──────── Exercise material ────────

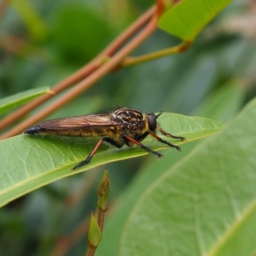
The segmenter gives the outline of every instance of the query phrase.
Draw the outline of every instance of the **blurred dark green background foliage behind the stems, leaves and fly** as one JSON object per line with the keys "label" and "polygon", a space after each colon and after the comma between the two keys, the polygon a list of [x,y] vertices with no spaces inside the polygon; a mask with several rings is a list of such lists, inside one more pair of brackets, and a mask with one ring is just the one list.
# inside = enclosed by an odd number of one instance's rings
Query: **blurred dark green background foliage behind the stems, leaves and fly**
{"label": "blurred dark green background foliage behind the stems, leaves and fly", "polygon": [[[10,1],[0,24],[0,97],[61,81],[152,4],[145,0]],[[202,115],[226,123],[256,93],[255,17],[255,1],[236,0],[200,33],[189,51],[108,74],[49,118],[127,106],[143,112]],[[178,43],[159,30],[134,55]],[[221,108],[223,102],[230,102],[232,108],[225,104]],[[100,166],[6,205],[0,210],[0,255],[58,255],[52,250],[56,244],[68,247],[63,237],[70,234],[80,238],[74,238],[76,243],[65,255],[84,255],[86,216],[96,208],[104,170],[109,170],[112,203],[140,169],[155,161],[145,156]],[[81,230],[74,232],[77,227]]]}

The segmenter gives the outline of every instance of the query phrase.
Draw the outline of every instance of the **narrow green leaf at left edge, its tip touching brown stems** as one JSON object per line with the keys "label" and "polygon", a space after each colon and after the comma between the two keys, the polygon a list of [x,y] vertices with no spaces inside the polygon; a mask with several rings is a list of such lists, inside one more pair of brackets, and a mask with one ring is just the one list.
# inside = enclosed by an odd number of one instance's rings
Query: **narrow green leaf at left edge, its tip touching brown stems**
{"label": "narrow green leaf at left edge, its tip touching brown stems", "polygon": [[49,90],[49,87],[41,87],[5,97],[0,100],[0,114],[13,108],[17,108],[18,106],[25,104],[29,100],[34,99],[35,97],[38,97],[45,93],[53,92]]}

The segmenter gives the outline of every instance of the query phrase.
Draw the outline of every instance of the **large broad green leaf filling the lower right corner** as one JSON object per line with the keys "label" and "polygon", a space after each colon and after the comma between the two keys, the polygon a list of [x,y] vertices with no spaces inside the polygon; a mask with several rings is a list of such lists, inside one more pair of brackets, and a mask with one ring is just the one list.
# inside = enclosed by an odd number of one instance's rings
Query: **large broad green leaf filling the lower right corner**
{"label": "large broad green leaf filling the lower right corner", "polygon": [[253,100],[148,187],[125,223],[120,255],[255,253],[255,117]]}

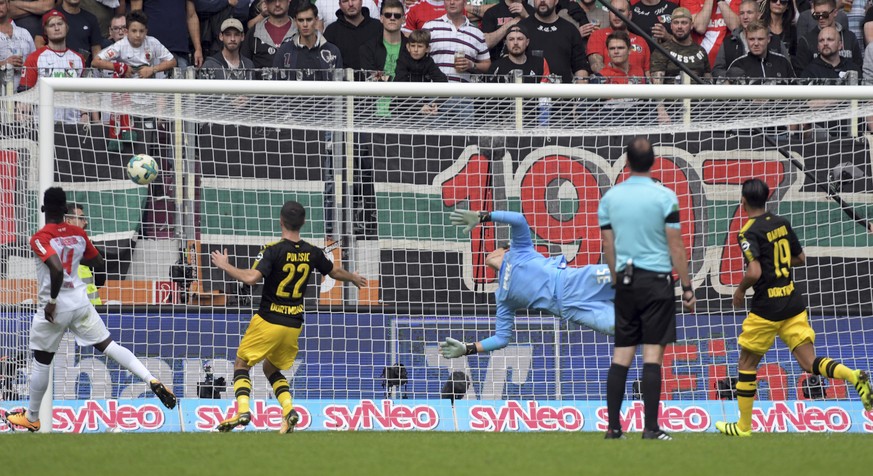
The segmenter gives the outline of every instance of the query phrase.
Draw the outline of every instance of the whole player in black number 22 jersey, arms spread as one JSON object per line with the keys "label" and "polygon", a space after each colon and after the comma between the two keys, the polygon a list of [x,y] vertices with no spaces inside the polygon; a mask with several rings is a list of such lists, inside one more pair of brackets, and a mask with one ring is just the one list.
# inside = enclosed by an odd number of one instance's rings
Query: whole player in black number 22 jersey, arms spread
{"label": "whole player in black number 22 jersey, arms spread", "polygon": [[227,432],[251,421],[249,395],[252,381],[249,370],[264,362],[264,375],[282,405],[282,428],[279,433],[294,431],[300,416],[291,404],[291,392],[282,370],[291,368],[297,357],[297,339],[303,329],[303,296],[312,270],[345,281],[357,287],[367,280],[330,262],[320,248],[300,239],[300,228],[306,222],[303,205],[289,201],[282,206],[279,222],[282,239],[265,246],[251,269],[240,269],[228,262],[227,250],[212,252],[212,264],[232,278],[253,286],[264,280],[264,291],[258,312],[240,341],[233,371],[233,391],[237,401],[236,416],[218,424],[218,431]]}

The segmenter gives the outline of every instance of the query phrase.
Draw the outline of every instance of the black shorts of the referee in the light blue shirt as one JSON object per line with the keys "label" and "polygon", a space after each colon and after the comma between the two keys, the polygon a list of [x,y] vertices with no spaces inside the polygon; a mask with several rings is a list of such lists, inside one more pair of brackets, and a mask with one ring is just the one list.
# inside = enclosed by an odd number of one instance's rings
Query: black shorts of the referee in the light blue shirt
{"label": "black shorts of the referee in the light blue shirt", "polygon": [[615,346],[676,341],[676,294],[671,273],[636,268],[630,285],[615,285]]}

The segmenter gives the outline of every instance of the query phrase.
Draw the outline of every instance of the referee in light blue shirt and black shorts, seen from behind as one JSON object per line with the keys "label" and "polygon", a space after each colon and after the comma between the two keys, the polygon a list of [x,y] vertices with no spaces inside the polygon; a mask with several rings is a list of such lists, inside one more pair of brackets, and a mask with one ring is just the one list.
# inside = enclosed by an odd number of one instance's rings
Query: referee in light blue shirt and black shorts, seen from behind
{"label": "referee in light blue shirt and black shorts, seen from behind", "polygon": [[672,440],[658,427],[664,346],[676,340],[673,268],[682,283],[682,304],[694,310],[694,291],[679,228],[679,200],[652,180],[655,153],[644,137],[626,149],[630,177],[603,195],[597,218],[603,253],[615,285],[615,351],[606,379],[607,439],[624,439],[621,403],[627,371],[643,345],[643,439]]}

────────

▶ _Task item_
Write out each entry exactly; any pictures stay out of the copy.

▶ _Finished task_
The segmenter gives the outline of every instance of the query phrase.
Draw the outline of every instance of the **blurred dark green background foliage behind the stems, leaves and fly** as one JSON object per line with the keys "label" and "polygon", a space after each colon and after the comma between the two keys, the polygon a list of [x,y] vertices with no spaces inside the polygon; a mask with several rings is a list of such lists, inside one more pair of brackets, and a mask with one ring is just the one list.
# inside = enclosed by an odd number of one instance's rings
Query: **blurred dark green background foliage behind the stems, leaves and fly**
{"label": "blurred dark green background foliage behind the stems, leaves and fly", "polygon": [[[10,1],[0,24],[0,97],[61,81],[152,4],[145,0]],[[202,115],[226,123],[256,93],[255,17],[255,1],[236,0],[200,33],[189,51],[108,74],[49,118],[127,106],[143,112]],[[178,43],[159,30],[134,55]],[[221,108],[223,102],[230,102],[232,108],[225,104]],[[100,166],[6,205],[0,210],[0,255],[58,255],[52,250],[56,244],[68,247],[63,237],[70,234],[80,238],[74,238],[76,243],[65,255],[84,255],[86,216],[96,208],[104,170],[109,170],[112,203],[140,169],[155,161],[145,156]],[[81,230],[74,232],[77,227]]]}

The segmenter gives the outline of every instance of the query phrase.
Draw the outline of every instance of the **narrow green leaf at left edge, its tip touching brown stems** as one JSON object per line with the keys "label" and "polygon", a space after each colon and after the comma between the two keys, the polygon a list of [x,y] vertices with no spaces inside the polygon; a mask with several rings is a list of such lists, inside one more pair of brackets, and a mask with one ring is just the one list.
# inside = enclosed by an odd number of one instance's rings
Query: **narrow green leaf at left edge, its tip touching brown stems**
{"label": "narrow green leaf at left edge, its tip touching brown stems", "polygon": [[49,90],[49,87],[41,87],[5,97],[0,100],[0,114],[13,108],[17,108],[18,106],[25,104],[29,100],[34,99],[35,97],[38,97],[45,93],[53,92]]}

The segmenter gives the outline of every instance of the query phrase.
Draw the outline of every instance of the **large broad green leaf filling the lower right corner** as one JSON object per line with the keys "label" and "polygon", a space after each colon and after the comma between the two keys, the polygon a list of [x,y] vertices with no spaces inside the polygon; a mask with several rings is a list of such lists, inside one more pair of brackets, and a mask with one ring is just the one list.
# inside = enclosed by an odd number of one instance's rings
Query: **large broad green leaf filling the lower right corner**
{"label": "large broad green leaf filling the lower right corner", "polygon": [[253,100],[148,187],[125,223],[120,255],[255,253],[255,117]]}

The segmenter gives the outline of every instance of the query phrase.
Draw the outline of every instance of the whole player in black number 22 jersey, arms spread as one JSON object per line with the keys "label" and "polygon", a space after each colon and after the comma between the two keys, the polygon a list of [x,y] vertices with no spaces inside the polygon; a mask with several rings is a list of such lists, inside one more pair of brackets, and a mask with one ring is just the one list.
# inside = enclosed by an odd number of one instance's rings
Query: whole player in black number 22 jersey, arms spread
{"label": "whole player in black number 22 jersey, arms spread", "polygon": [[227,432],[251,421],[249,395],[252,381],[249,370],[264,362],[264,375],[282,405],[282,428],[279,433],[294,431],[300,416],[291,404],[291,392],[282,370],[291,368],[297,357],[297,339],[303,329],[303,296],[312,270],[345,281],[357,287],[367,280],[330,262],[320,248],[300,239],[300,228],[306,222],[303,205],[289,201],[282,206],[279,222],[282,239],[265,246],[251,269],[240,269],[228,262],[227,250],[212,252],[212,264],[232,278],[253,286],[264,280],[264,291],[258,312],[240,341],[233,371],[233,391],[237,401],[236,416],[218,424],[218,431]]}

The segmenter gives the outline of every instance of the query phrase.
Draw the outline of every instance of the black shorts of the referee in the light blue shirt as one JSON object per line with the keys "label" and "polygon", a space after each colon and after the comma between the two keys, the polygon a list of [x,y] vertices with no spaces inside the polygon; a mask with several rings is a list of such lists, inside one more pair of brackets, and a mask with one ring is just the one list.
# inside = enclosed by an odd number of one instance's rings
Query: black shorts of the referee in the light blue shirt
{"label": "black shorts of the referee in the light blue shirt", "polygon": [[615,346],[676,341],[676,294],[671,273],[636,268],[630,285],[615,285]]}

The segmenter gives the outline of every instance of the query phrase.
Draw the outline of every instance of the referee in light blue shirt and black shorts, seen from behind as one JSON object per line with the keys "label" and "polygon", a space after each colon and after the comma between the two keys, the polygon a list of [x,y] vertices with no spaces inside the polygon; a mask with several rings is a list of such lists, inside one more pair of brackets, and a mask with one ring is just the one list.
# inside = enclosed by an odd number of one instance's rings
Query: referee in light blue shirt and black shorts, seen from behind
{"label": "referee in light blue shirt and black shorts, seen from behind", "polygon": [[672,440],[658,427],[664,346],[676,340],[673,268],[682,283],[682,304],[694,310],[694,291],[679,228],[679,200],[652,180],[655,153],[644,137],[626,149],[630,177],[603,195],[597,218],[603,253],[615,285],[615,351],[606,379],[607,439],[624,439],[621,403],[627,371],[643,345],[643,439]]}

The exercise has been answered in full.